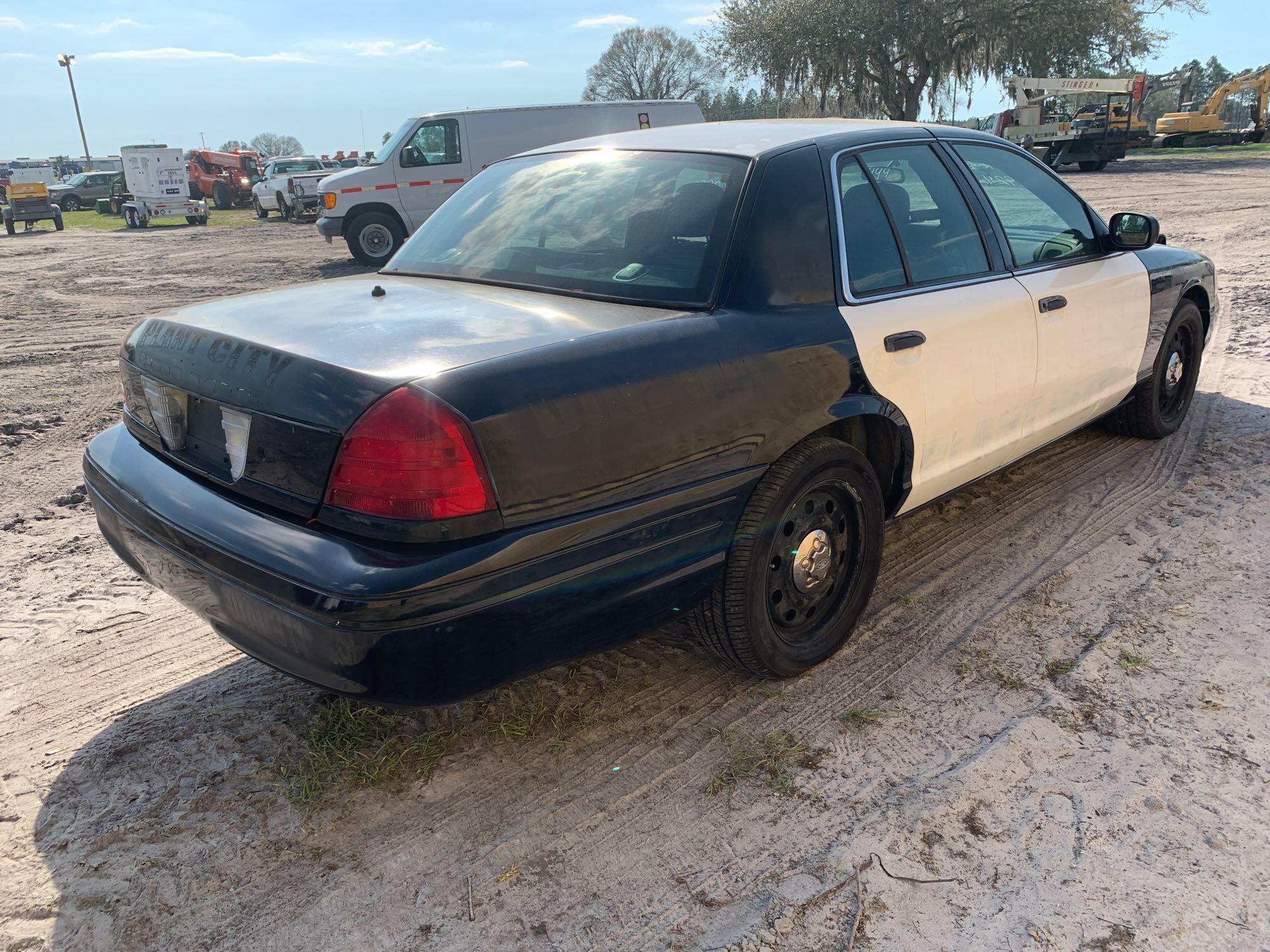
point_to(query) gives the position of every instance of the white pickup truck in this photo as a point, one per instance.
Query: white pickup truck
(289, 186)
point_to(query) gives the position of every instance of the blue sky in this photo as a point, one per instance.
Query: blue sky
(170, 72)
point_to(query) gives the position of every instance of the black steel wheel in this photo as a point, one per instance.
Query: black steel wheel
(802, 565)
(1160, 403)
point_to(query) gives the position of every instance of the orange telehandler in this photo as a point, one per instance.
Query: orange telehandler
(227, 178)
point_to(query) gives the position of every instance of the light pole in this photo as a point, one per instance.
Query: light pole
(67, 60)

┄┄┄┄┄┄┄┄┄┄┄┄┄┄┄┄┄┄┄┄

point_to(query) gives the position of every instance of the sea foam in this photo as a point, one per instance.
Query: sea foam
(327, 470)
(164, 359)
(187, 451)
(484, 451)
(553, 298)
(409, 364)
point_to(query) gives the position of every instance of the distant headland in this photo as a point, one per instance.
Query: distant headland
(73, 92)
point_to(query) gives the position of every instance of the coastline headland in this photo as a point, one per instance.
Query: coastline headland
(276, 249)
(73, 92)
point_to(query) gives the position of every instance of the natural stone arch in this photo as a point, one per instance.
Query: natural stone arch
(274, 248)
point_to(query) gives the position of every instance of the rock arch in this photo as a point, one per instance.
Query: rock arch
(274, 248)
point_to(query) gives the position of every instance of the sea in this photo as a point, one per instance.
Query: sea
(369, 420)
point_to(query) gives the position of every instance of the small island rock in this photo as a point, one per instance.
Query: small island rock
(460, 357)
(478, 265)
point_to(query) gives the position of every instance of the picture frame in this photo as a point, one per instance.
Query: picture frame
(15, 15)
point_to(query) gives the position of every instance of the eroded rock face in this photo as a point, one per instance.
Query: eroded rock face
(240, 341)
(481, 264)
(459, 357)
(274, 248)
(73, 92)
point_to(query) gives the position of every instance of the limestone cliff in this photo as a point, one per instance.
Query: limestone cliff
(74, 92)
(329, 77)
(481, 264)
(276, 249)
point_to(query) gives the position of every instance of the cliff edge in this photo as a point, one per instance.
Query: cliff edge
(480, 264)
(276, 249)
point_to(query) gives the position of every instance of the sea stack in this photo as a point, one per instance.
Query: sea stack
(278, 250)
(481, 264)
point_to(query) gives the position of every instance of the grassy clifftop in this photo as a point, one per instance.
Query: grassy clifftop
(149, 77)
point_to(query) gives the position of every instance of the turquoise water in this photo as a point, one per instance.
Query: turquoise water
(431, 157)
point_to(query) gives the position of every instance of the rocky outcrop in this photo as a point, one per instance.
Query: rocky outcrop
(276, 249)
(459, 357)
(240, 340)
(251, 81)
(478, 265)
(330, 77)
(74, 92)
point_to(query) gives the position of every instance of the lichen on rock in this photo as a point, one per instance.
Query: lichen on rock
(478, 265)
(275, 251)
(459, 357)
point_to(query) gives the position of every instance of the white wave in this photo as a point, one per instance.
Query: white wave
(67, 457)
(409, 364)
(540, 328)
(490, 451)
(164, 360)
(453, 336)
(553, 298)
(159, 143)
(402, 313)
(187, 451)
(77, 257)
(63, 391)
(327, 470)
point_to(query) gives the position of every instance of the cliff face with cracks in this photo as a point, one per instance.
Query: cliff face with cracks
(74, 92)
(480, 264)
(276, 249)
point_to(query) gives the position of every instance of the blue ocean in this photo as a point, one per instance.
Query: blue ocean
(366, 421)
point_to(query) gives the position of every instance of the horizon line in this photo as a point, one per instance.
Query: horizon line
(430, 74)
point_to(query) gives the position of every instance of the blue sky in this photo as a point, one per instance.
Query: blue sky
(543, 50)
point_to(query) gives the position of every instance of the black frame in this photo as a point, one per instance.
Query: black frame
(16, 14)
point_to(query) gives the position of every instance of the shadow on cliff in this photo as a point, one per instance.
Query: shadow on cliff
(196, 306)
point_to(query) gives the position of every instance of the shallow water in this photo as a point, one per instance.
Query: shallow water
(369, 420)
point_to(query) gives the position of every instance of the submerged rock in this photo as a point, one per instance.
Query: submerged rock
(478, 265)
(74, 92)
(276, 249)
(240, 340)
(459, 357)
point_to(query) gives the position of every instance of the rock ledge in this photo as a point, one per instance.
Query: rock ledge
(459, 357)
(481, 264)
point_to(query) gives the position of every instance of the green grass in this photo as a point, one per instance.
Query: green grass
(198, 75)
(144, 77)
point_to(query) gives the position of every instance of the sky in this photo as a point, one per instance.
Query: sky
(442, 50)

┄┄┄┄┄┄┄┄┄┄┄┄┄┄┄┄┄┄┄┄

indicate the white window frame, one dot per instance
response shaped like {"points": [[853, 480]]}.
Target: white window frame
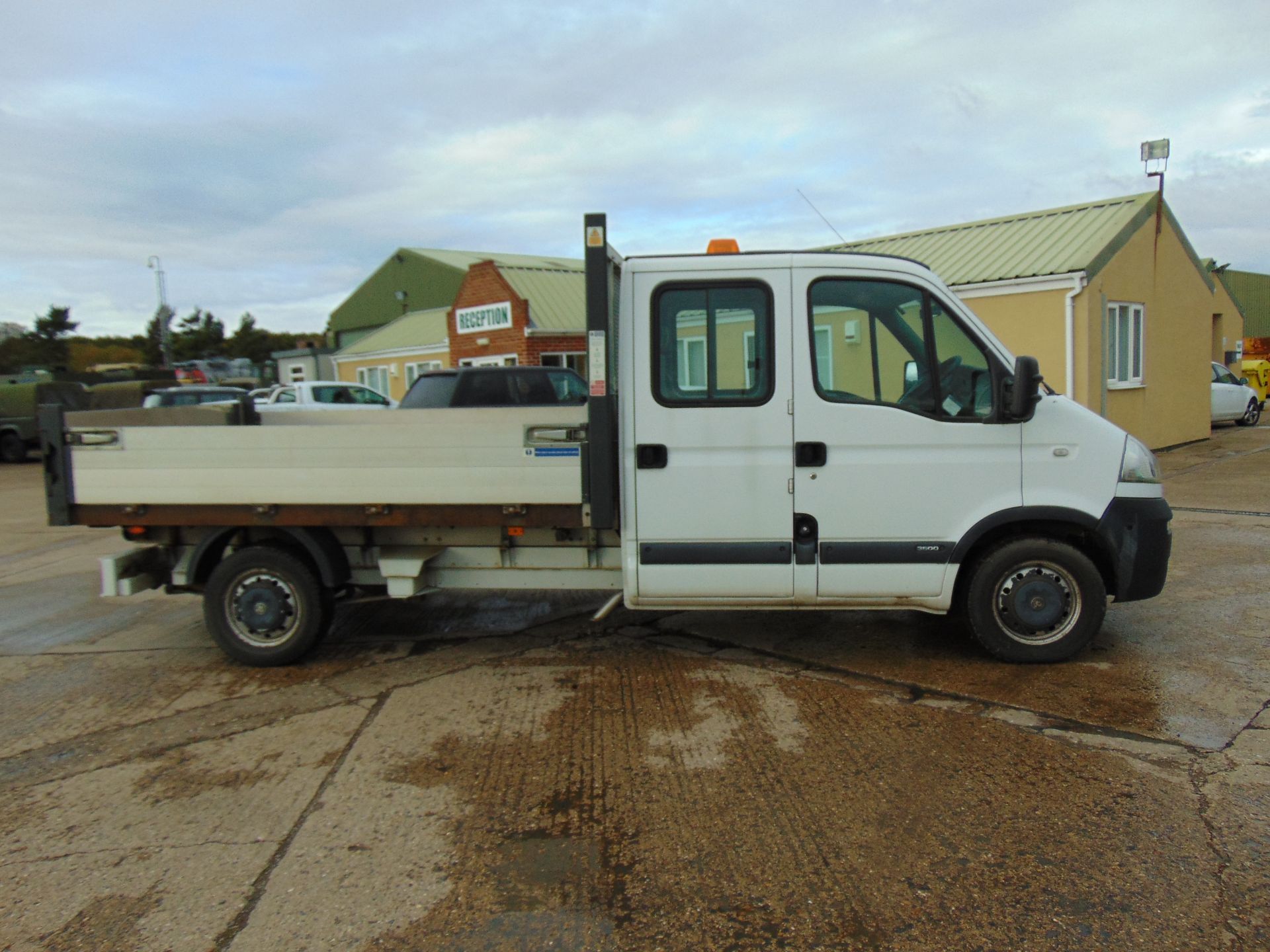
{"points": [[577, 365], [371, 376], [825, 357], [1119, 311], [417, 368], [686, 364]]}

┄┄┄┄┄┄┄┄┄┄┄┄┄┄┄┄┄┄┄┄

_EXERCISE DESCRIPTION_.
Word for word, restate the lines of the data above that fall between the line holding "the white pickup" and the line holding "the black steel", inclusive, and no other lines.

_OUTPUT FOR THIS TASK_.
point_to(query) gives the position of every instance of the white pickup truck in this photo as a point, one per instance.
Query: white pickup truck
(289, 186)
point_to(query) gives the position of every instance of the blue sky in this photo as a point, one per instance.
Query: blue sky
(170, 72)
point_to(query) gives the position of every instance of the black steel wheel in this photo as a point, one per instance.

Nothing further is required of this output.